**What to work on:**
Could you set down exactly the lines of the data below, starting at the one that holds "column 1354, row 268" and ending at the one that holds "column 142, row 6", both included, and only those?

Content starts

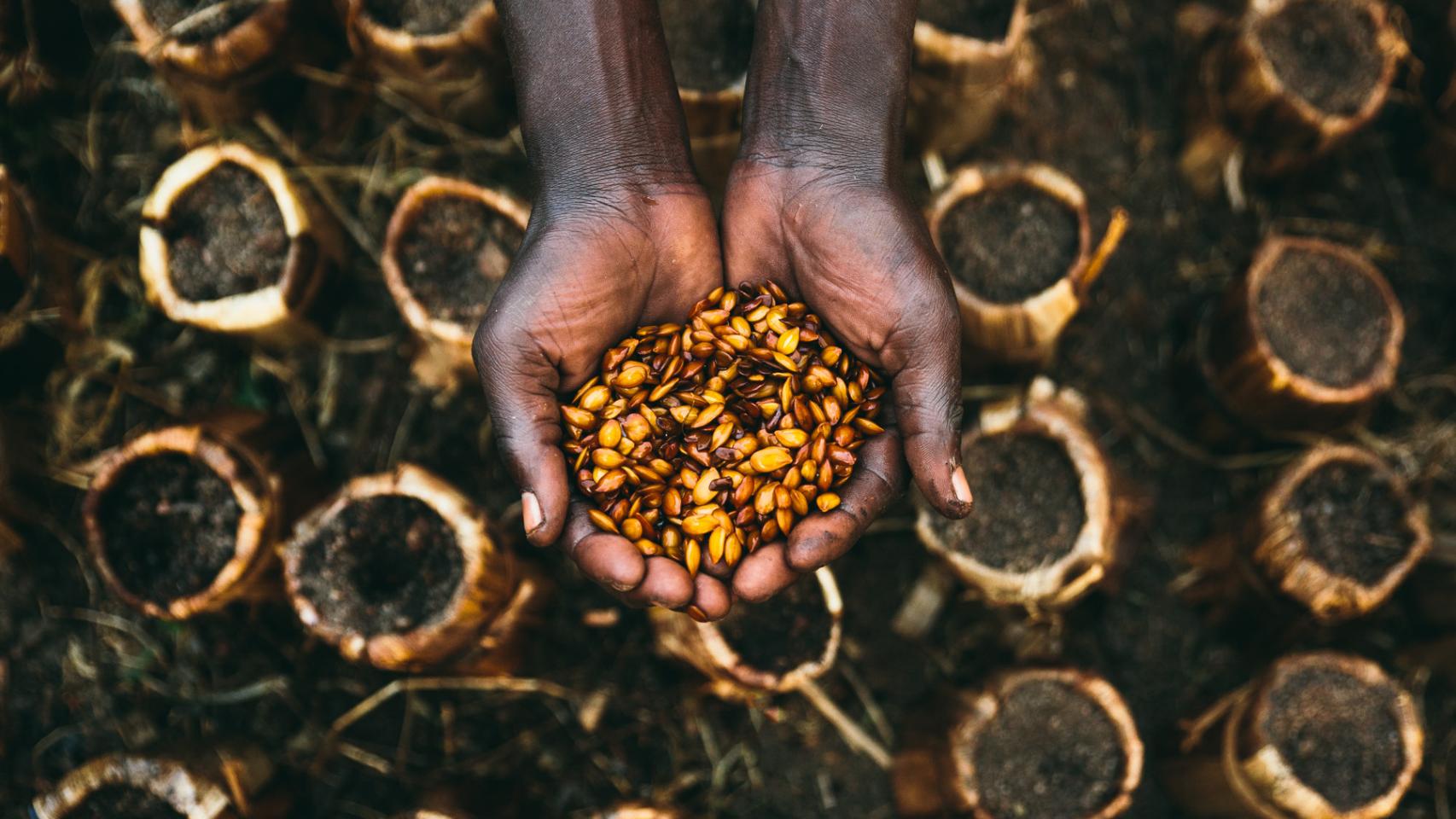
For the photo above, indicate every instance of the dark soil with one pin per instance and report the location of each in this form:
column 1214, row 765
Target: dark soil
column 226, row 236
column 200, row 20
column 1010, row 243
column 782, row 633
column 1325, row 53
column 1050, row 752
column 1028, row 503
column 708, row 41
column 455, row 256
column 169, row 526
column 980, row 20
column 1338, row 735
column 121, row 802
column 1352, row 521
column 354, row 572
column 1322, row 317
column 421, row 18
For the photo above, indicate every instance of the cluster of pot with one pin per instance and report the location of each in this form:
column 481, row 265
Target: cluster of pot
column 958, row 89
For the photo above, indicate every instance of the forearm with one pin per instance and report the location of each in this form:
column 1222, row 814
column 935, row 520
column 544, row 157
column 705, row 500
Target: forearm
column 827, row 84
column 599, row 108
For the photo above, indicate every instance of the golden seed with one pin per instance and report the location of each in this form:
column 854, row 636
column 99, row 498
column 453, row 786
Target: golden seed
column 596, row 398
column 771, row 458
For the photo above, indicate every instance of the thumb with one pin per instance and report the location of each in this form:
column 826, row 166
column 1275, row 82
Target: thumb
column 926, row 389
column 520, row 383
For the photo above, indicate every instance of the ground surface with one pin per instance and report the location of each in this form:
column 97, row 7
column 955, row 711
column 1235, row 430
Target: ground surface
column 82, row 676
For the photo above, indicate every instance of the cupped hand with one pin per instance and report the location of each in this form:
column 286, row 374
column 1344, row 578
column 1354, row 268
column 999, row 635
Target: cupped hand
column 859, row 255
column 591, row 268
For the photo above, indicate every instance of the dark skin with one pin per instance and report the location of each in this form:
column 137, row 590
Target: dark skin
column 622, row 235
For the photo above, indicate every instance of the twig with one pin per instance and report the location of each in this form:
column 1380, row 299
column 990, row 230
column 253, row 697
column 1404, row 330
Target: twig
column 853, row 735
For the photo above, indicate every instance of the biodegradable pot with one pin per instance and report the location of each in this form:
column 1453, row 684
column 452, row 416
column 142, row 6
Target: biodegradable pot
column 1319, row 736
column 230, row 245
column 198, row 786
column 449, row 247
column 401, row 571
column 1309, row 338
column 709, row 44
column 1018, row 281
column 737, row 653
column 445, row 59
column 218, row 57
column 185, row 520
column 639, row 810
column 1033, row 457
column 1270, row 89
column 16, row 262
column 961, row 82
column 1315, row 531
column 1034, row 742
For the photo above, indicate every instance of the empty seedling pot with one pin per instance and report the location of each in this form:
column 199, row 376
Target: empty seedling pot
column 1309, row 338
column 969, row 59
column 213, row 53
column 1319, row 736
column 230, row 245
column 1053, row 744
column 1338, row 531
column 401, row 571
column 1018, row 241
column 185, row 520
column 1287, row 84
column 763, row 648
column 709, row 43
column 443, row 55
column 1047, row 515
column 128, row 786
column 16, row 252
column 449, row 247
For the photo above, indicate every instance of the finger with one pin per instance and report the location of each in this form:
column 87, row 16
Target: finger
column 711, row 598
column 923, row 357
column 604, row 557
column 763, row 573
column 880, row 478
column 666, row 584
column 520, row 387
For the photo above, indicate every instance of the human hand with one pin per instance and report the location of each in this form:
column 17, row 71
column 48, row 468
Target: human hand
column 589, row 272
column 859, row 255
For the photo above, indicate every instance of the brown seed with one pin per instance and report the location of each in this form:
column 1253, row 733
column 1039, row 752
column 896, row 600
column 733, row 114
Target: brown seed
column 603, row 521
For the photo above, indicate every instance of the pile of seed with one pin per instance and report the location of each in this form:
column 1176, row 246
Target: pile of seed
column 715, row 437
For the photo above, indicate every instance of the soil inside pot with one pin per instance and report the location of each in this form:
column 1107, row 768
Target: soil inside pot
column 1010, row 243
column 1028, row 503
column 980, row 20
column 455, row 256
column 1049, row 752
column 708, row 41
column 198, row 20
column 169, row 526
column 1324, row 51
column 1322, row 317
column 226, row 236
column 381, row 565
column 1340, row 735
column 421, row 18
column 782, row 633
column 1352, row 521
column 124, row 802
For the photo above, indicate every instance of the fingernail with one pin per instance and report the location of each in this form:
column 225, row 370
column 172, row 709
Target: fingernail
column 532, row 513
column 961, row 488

Content ends

**Task solution:**
column 1354, row 268
column 999, row 635
Target: cupped hand
column 859, row 255
column 591, row 268
For the photo above, indicate every instance of the dark skin with one pin per instance and report the location of each in this form:
column 137, row 590
Target: dark skin
column 622, row 235
For the photo above, indicate every instance of the twig with one pin per instance and report the location of each in this form:
column 1380, row 299
column 990, row 230
column 253, row 697
column 1404, row 330
Target: twig
column 853, row 735
For the photo above, indicate every instance of the biodegradable pot with one pin per instance and report the location of each in this form:
column 1453, row 684
column 452, row 416
column 142, row 6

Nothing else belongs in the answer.